## Stated exercise
Write out the entries verbatim and leave the images out of the copy.
Begin
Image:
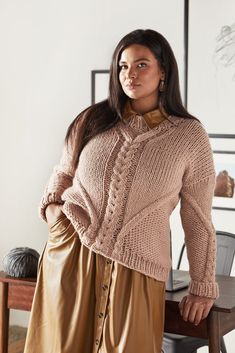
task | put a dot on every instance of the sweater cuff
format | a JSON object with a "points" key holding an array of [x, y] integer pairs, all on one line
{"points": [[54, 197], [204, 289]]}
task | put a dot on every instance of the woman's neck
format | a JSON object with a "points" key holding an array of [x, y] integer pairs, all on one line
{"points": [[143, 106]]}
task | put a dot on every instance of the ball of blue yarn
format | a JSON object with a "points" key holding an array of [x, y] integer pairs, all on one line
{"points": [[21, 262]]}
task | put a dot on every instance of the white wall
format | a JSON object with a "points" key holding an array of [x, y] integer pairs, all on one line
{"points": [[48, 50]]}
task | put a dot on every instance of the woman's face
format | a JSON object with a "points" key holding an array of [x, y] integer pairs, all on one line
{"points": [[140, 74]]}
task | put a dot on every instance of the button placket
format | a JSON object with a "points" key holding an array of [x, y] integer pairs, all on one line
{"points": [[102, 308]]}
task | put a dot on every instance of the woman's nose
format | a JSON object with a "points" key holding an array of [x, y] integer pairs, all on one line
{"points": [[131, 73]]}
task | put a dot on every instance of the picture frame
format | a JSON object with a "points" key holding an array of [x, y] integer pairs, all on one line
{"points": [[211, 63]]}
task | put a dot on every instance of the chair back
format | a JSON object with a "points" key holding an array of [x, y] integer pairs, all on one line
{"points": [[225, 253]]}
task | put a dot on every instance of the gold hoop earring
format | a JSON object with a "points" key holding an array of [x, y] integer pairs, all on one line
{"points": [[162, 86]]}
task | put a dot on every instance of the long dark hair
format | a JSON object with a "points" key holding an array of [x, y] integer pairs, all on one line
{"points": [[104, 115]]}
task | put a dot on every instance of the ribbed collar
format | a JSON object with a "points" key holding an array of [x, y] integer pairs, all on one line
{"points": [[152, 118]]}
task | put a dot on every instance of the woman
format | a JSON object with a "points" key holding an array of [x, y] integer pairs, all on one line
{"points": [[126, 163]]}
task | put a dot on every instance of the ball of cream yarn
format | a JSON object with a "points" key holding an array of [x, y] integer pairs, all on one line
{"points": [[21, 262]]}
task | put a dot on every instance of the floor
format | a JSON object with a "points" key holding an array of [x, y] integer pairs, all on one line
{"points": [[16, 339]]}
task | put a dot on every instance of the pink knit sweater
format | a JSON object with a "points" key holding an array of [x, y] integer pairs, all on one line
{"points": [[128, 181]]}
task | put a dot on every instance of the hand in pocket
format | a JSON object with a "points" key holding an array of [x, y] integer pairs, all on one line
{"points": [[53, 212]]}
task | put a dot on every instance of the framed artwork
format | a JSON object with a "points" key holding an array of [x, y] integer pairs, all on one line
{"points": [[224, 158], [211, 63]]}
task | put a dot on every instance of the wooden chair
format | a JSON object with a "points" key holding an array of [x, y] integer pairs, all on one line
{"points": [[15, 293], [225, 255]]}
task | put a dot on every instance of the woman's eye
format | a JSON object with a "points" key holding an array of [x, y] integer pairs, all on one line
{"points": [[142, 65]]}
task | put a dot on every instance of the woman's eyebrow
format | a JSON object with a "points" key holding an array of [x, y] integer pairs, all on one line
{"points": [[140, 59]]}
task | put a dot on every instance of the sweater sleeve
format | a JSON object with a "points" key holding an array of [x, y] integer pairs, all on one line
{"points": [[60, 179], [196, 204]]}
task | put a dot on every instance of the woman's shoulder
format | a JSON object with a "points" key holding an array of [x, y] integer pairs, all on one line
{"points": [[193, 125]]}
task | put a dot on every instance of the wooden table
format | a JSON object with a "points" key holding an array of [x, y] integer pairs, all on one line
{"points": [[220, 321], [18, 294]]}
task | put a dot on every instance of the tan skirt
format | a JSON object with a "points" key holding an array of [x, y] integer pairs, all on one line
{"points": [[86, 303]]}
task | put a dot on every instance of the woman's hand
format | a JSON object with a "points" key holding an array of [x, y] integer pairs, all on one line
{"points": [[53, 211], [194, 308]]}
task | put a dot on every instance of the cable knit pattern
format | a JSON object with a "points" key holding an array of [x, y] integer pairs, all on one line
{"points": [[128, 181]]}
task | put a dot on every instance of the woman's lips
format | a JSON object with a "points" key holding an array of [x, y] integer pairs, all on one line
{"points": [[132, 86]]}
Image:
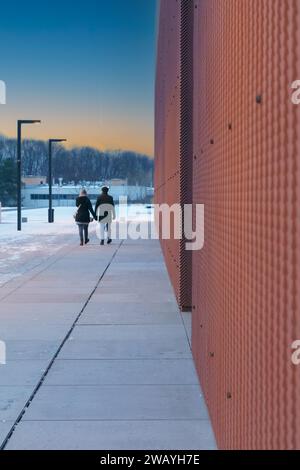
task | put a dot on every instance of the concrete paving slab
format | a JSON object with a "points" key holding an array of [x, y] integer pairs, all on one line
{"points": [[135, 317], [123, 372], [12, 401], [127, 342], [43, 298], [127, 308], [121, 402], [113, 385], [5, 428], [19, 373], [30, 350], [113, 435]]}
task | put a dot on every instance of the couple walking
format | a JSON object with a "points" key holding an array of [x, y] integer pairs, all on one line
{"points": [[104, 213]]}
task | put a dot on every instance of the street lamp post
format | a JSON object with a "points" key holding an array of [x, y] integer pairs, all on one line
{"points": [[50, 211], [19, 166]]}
End
## Right answer
Image:
task | put a dot on every instance of the sweater cuff
format | a JSON object with a "points" key holding an array of [x, y] integer pairs, all on one line
{"points": [[54, 197], [204, 289]]}
task | put a dot on every instance of the woman's neck
format | a JSON object with a "points" key holding an array of [x, y] integer pairs, all on one line
{"points": [[143, 106]]}
task | put a dot on every instance of the ball of blue yarn
format | a JSON object with a "points" key holding an array of [x, y] integer pairs, all on one line
{"points": [[21, 262]]}
task | put a dot on every instance of the white wall
format | a JSON object with a "points" key holding an array of [x, y] integer pairs, all on one line
{"points": [[48, 50]]}
task | put a dot on every instance of the woman's face
format | a JSON object with a "points" key holding an array of [x, y] integer pairs, all on one line
{"points": [[140, 74]]}
task | put a dot on every instance of the button placket
format | a JSON object with a "points" key holding an array of [x, y] integer pairs, all on one line
{"points": [[102, 308]]}
task | put a dot on every instance of the woman's nose
format | a JSON object with a "points" key holding an array of [x, y] integer pairs, all on one line
{"points": [[131, 73]]}
task | put a dot on every instance of the picture frame
format | a JSON object with a "points" key holding an array of [x, y] integer pairs, all on one line
{"points": [[211, 63]]}
task | put a dot on every instance of the chair back
format | a JSON object with a "points" key holding an array of [x, y] integer pairs, all on one line
{"points": [[225, 253]]}
task | put a dot on every instance of the gold hoop earring
format | a JSON object with a "points" key holding an array of [x, y] integer pairs, all on one line
{"points": [[162, 86]]}
task | put a dot on every instance of the long dark hair
format | a JSON object with a "points" key holding an array of [x, y] integer pairs, all on one line
{"points": [[104, 115]]}
task | put a dot on every instance of the ribbed collar
format | a JSON object with a "points" key holding an array of [x, y] integer pairs, all on one line
{"points": [[152, 118]]}
task | put a dot on every instance of the woman
format | a JSON object with a "points" key holding an array of [x, y] integer pairs, all on one line
{"points": [[126, 163]]}
task | put a dot on every instance of the ball of cream yarn
format | a JSON object with a "points" key holding an array of [x, y] integer pairs, all on one line
{"points": [[21, 262]]}
task | put a dot on every instance of the floor
format | a JSON object with a "points" key holding an array of [x, y] integer pairs, all on one line
{"points": [[16, 339]]}
task | put a dot on every instance of the pink knit sweater
format | a JSON object with a "points" key holding an array of [x, y] integer pairs, all on one line
{"points": [[128, 181]]}
task | put a dot on every instance of the hand in pocket
format | a JSON object with a "points" key holding an array of [x, y] integer pairs, all on one line
{"points": [[53, 212]]}
task | put a dot on every instance of the framed artwork
format | a JSON object with a "points" key holding an array of [x, y] integer pairs, all on one line
{"points": [[224, 158], [211, 63]]}
task | put a dot on every instance of the wooden chair
format | a JSON object with a "points" key holding an array of [x, y] integer pairs, all on one line
{"points": [[15, 293], [225, 255]]}
task | put a dot on every instance of the woman's eye
format | a JSON object with a "points" key holding an array of [x, y] integer pairs, all on one line
{"points": [[142, 65]]}
task | put a dot on every instance of the woman's eyebrow
format | a JSON object with a "points" key holding an array of [x, y] integer pairs, all on one line
{"points": [[140, 59]]}
task | put a dot on every instance of the sweater sleeve
format | a JSON object with a "points" key holding an array of [x, y] integer pairs, all on one line
{"points": [[60, 179], [196, 204]]}
task | put a dot on every instance of the woman's shoulder
format | a JSON object with a "points" key holding an array of [x, y] integer pairs, all on one line
{"points": [[193, 125]]}
task | put a dot on every instance of the wooden table
format | a JSON object with a "points" key holding an array of [x, y] integer pairs, all on one line
{"points": [[220, 321], [18, 294]]}
task | put a dot on every instance of the tan skirt
format | a JSON object with a "points" key holding an array of [x, y] integer pairs, all on one line
{"points": [[86, 303]]}
task | put a dot on every instance of the woman's hand
format | a JSON object with a "points" key holding an array of [x, y] integer pairs, all on one line
{"points": [[53, 211], [194, 308]]}
task | put a dot on every instance of the cable knit pattern
format | a JSON object with a "points" key holding an array of [x, y] integer pairs, all on one line
{"points": [[128, 181]]}
task | put a dot on every instance of the woman's lips
format | a JSON object with a "points" key holding an array of [x, y] integer pairs, all on one line
{"points": [[132, 86]]}
Image:
task | put a dot on every instance of the concrete paving slab
format | a JSON object with a "points" key holding an array of [x, y] integer pairs, all on one line
{"points": [[135, 317], [123, 372], [12, 401], [127, 342], [43, 298], [127, 308], [121, 402], [113, 385], [5, 428], [19, 373], [30, 350], [113, 435]]}
task | put a dot on every instance of the couple walking
format | a JSON object with a "points" key holding an array of [x, y] integer pairs, all on one line
{"points": [[104, 213]]}
task | put a dot on every instance of the street lamp post
format | a JSON object with a "points" key holding an array of [x, y] integer pairs, all on one line
{"points": [[50, 211], [19, 166]]}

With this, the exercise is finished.